Required work.
1) In the passage on retinopathy of prematurity, how many stages does the International classification divide ROP into?
2) Please carry on the passage about retinopathy of prematurity from its final sentence.

Document passage.
————————

Retinopathy of prematurity also known as ROP and Terry syndrome is an eye disorder that affects babies that are born prematurely or babies which have been in intensive neonatal care in which oxygen therapy has been used due to the lungs not being fully developed. In this disorder the blood vessels in the retina are not fully or properly developed due to the early birth or before 31 weeks.
HOW IS ROP DIAGNOSED?
Ophthalmologists perform specialized tests to diagnose ROP in infants. ROP screening does not begin until the infant is four to nine weeks old. The International classification of ROP divides the ROP into 5 stages. Stages 1 and 2 do not cause blindness, while other stages may lead to blindness if left untreated.
Ophthalmologists perform eye check up after dilating eye drops are administered
HOW IS ROP TREATED?
Early treatment has been shown to improve a baby's chances for normal vision. Treatment should start within 72 hours of the eye exam. Some babies with ""plus disease"" need immediate treatment.

————————

Data section.

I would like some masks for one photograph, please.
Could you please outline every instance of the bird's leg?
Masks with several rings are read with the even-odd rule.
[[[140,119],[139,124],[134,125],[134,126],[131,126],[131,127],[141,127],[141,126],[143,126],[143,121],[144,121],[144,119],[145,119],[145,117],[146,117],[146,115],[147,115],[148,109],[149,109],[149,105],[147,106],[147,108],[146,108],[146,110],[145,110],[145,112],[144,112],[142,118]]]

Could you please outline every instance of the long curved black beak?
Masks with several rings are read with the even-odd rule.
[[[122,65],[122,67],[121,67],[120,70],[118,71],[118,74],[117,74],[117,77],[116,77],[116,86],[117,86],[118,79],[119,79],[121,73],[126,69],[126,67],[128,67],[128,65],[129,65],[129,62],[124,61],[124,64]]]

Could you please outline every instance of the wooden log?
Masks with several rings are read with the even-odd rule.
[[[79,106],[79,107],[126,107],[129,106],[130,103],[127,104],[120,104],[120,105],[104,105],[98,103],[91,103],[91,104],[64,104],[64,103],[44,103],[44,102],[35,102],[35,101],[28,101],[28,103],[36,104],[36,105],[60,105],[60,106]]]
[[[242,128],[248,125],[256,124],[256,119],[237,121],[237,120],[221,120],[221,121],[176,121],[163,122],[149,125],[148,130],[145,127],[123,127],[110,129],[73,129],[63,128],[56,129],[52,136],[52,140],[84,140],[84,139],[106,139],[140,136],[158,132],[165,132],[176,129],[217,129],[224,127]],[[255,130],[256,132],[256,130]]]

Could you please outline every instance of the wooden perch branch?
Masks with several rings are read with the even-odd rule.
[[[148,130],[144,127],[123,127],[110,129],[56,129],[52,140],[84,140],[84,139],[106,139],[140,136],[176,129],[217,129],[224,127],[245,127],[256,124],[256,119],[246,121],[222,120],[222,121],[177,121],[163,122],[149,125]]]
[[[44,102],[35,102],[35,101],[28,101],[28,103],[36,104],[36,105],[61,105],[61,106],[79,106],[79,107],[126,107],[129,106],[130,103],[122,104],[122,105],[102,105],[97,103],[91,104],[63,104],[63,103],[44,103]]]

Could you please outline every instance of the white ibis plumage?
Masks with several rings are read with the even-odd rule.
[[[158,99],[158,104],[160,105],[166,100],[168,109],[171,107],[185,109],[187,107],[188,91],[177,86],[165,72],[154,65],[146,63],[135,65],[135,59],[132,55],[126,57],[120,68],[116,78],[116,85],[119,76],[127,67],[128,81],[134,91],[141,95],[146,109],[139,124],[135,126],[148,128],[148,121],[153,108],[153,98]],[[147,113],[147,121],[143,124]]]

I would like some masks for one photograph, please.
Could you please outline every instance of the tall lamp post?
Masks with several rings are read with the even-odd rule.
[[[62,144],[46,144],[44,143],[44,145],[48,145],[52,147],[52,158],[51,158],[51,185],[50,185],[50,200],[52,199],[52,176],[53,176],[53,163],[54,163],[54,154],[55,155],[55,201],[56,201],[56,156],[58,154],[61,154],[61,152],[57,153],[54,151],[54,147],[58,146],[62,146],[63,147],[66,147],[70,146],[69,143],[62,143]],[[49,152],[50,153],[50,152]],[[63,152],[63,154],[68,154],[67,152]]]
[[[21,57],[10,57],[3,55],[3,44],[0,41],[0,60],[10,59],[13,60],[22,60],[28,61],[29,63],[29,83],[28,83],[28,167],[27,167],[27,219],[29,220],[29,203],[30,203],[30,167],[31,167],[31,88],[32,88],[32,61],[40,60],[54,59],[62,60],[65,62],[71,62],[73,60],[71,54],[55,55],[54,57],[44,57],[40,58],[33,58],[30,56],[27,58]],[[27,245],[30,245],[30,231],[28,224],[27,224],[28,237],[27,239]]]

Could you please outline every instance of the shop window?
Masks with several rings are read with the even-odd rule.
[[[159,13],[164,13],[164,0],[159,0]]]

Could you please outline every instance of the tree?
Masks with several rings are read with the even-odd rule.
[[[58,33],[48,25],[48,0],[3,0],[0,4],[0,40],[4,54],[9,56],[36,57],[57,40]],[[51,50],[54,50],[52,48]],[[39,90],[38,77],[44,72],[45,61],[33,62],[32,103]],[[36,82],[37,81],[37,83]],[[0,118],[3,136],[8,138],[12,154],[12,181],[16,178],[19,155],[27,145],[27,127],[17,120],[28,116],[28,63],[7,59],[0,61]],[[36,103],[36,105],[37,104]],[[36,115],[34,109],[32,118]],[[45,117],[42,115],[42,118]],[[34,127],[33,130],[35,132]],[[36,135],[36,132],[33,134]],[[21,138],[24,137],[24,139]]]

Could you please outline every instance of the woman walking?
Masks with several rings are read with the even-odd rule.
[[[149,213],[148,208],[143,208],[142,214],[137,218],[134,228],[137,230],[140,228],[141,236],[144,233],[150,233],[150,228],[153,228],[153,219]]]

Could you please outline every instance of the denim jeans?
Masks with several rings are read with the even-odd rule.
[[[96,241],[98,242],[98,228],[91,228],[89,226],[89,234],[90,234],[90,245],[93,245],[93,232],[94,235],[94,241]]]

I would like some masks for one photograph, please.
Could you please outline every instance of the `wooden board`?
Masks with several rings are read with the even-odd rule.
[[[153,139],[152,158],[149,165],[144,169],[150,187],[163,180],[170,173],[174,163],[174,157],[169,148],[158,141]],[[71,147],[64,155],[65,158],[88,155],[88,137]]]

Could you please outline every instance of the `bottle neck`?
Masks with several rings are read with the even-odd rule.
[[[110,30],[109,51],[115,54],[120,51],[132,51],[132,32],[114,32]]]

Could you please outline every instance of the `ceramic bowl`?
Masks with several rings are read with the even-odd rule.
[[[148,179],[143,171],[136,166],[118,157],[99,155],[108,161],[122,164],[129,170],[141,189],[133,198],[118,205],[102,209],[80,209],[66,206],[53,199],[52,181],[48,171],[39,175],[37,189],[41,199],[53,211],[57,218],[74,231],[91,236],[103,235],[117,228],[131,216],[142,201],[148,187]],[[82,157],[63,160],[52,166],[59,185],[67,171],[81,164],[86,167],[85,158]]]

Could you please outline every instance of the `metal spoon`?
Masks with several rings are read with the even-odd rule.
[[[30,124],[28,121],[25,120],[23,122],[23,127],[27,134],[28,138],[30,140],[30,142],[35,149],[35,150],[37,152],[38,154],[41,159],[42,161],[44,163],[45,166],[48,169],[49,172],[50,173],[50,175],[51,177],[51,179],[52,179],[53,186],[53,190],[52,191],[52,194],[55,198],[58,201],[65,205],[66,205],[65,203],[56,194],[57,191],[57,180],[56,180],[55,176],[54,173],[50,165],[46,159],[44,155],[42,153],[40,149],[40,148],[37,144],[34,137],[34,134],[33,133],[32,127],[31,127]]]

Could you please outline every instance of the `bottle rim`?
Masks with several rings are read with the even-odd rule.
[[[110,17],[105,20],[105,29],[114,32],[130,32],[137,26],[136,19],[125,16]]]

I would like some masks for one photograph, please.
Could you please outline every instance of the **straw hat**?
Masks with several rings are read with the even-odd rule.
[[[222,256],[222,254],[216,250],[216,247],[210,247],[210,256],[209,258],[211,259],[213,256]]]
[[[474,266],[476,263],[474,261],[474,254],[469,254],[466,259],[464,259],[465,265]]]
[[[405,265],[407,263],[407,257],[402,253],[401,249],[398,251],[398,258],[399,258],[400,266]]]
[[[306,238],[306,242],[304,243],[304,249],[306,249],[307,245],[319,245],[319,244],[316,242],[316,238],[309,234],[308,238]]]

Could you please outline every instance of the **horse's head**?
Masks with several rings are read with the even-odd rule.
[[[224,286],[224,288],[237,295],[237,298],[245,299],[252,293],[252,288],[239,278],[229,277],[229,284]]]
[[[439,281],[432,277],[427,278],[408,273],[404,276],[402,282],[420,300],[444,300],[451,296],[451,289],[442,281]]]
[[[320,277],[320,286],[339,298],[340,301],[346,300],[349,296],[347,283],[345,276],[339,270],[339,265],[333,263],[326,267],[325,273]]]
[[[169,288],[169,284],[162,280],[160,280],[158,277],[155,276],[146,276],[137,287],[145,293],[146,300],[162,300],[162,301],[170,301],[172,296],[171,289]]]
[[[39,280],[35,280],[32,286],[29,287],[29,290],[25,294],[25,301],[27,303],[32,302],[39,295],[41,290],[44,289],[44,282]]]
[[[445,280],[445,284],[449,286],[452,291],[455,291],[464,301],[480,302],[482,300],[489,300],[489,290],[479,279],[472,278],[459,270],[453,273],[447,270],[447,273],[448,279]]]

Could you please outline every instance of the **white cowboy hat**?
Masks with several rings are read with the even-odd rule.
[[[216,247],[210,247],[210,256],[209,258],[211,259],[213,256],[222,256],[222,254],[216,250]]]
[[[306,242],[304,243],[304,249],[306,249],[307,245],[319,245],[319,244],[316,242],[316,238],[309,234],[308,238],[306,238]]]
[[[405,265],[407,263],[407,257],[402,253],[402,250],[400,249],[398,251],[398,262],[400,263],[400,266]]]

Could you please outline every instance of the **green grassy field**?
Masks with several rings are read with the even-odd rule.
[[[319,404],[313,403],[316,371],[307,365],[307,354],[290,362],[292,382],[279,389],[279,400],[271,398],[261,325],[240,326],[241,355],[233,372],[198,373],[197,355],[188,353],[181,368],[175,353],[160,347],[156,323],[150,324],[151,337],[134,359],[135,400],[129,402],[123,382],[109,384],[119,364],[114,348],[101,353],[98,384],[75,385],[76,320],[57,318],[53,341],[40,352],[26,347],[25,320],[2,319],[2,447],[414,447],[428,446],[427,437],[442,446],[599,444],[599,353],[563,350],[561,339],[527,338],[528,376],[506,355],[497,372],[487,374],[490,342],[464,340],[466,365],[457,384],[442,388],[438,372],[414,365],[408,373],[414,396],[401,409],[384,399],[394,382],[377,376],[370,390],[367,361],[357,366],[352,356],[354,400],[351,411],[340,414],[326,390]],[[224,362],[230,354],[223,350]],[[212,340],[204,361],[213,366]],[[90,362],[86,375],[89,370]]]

————————

Results by task.
1) Five stages.

2)
• Laser therapy (photocoagulation) may be used to prevent complications of advanced ROP.
• The laser stops the abnormal blood vessels from growing.
• The treatment can be done in the nursery using portable equipment. To work well, it must be done before the retina develops scarring or detaches from the rest of the eye.
• Other treatments, such as injecting an antibody that blocks VEGF (a blood vessel growth factor) into the eye, are still being studied.
DID YOU KNOW?
Rop occurs in both eyes and is the most common cause of visual loss among children.